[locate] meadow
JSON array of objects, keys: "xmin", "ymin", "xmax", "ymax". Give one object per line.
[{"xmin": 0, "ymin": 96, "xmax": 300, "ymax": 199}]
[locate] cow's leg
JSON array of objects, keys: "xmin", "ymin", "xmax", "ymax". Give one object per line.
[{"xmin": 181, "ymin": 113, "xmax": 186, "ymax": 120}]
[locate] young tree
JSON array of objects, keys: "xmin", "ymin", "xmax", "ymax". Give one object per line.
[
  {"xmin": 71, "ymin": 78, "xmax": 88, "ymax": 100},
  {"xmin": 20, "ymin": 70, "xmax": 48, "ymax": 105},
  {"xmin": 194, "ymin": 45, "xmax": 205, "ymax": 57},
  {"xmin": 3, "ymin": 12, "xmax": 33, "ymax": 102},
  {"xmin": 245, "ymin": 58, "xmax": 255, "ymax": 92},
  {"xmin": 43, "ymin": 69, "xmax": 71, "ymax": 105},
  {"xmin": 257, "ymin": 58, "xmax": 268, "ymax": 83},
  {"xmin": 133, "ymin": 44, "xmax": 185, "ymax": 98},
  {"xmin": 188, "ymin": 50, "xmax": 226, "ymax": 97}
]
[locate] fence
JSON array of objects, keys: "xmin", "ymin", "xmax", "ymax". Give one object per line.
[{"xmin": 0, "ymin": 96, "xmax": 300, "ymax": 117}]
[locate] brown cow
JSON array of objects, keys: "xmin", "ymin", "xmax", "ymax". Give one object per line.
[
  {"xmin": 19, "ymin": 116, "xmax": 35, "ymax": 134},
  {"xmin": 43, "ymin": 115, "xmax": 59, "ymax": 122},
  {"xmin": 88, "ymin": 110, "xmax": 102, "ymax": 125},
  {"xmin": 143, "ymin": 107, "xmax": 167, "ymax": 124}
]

★ ★ ★

Exercise directions:
Please write out all of the records above once more, keeping every line character for character the same and in the same order.

Response:
[locate] meadow
JSON array of objects, keys: "xmin", "ymin", "xmax", "ymax". Give one object per line.
[{"xmin": 0, "ymin": 96, "xmax": 300, "ymax": 199}]
[locate] cow's leg
JSON array of objects, keys: "xmin", "ymin", "xmax", "ymax". Give one object per line.
[{"xmin": 181, "ymin": 113, "xmax": 186, "ymax": 120}]
[locate] young tree
JSON array of objects, keys: "xmin", "ymin", "xmax", "ymax". Give one object per line.
[
  {"xmin": 71, "ymin": 78, "xmax": 88, "ymax": 100},
  {"xmin": 20, "ymin": 70, "xmax": 48, "ymax": 105},
  {"xmin": 194, "ymin": 45, "xmax": 205, "ymax": 57},
  {"xmin": 3, "ymin": 12, "xmax": 33, "ymax": 102},
  {"xmin": 245, "ymin": 58, "xmax": 255, "ymax": 92},
  {"xmin": 43, "ymin": 69, "xmax": 71, "ymax": 105},
  {"xmin": 257, "ymin": 58, "xmax": 268, "ymax": 83},
  {"xmin": 133, "ymin": 44, "xmax": 185, "ymax": 98},
  {"xmin": 188, "ymin": 50, "xmax": 226, "ymax": 97}
]
[locate] fence
JSON array of objects, keys: "xmin", "ymin", "xmax", "ymax". Give one object per line.
[{"xmin": 0, "ymin": 96, "xmax": 300, "ymax": 117}]
[locate] brown cow
JSON array of objects, keys: "xmin", "ymin", "xmax", "ymax". Give one object per line.
[
  {"xmin": 19, "ymin": 116, "xmax": 35, "ymax": 134},
  {"xmin": 43, "ymin": 115, "xmax": 59, "ymax": 122},
  {"xmin": 88, "ymin": 110, "xmax": 102, "ymax": 125},
  {"xmin": 143, "ymin": 107, "xmax": 167, "ymax": 124}
]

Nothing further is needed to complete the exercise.